• **TASK**
Rescale the listing from the line containing "Exercise. Point to every instance of the necklace" through the end of the listing, giving only those lines again with the requests included. Multiply every pixel coordinate in the answers by 2.15 and round each to a whole number, with halves rounding up.

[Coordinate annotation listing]
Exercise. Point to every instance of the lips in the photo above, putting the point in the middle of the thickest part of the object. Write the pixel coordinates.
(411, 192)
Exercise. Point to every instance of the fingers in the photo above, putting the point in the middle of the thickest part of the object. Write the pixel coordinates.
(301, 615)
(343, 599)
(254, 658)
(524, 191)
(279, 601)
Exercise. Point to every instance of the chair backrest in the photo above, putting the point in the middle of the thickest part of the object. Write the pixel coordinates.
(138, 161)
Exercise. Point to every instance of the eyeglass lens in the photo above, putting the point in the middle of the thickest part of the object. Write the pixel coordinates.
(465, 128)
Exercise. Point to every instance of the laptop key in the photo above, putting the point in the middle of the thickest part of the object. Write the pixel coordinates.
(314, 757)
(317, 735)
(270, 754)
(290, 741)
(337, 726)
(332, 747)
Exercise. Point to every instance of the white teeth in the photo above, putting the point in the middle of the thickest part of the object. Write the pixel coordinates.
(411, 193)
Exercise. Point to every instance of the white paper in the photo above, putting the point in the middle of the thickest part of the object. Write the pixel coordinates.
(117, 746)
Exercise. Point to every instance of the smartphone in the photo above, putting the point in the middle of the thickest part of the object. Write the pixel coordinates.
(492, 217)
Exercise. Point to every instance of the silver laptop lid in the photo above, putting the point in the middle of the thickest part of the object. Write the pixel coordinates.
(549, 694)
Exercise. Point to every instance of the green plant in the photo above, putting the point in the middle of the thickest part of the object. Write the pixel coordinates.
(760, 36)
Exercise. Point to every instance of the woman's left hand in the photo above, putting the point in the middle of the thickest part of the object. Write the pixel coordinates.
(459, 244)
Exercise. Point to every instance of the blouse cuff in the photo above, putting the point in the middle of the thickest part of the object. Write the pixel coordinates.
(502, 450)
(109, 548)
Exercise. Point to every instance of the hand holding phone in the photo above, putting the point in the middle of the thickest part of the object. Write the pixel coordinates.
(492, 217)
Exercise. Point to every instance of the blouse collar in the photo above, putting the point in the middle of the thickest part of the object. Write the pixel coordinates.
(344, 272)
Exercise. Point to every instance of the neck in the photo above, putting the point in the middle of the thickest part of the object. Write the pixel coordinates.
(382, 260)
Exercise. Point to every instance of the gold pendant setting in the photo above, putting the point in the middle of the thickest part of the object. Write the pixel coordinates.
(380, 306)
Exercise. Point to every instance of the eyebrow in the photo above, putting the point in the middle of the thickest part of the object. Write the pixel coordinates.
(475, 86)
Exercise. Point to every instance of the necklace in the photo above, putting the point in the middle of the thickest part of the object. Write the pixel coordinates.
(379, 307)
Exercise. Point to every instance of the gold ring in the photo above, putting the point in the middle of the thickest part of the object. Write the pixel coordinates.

• **ANSWER TO THIS TASK**
Exercise. Point to every instance of the necklace in the photo above, putting the point in the middle of the thickest part of the object. Write the pixel coordinates.
(815, 660)
Exercise. Point to every instance of the gold ring in the photo above, putting the point in the middle of the thickest part of the object. Write the pixel coordinates.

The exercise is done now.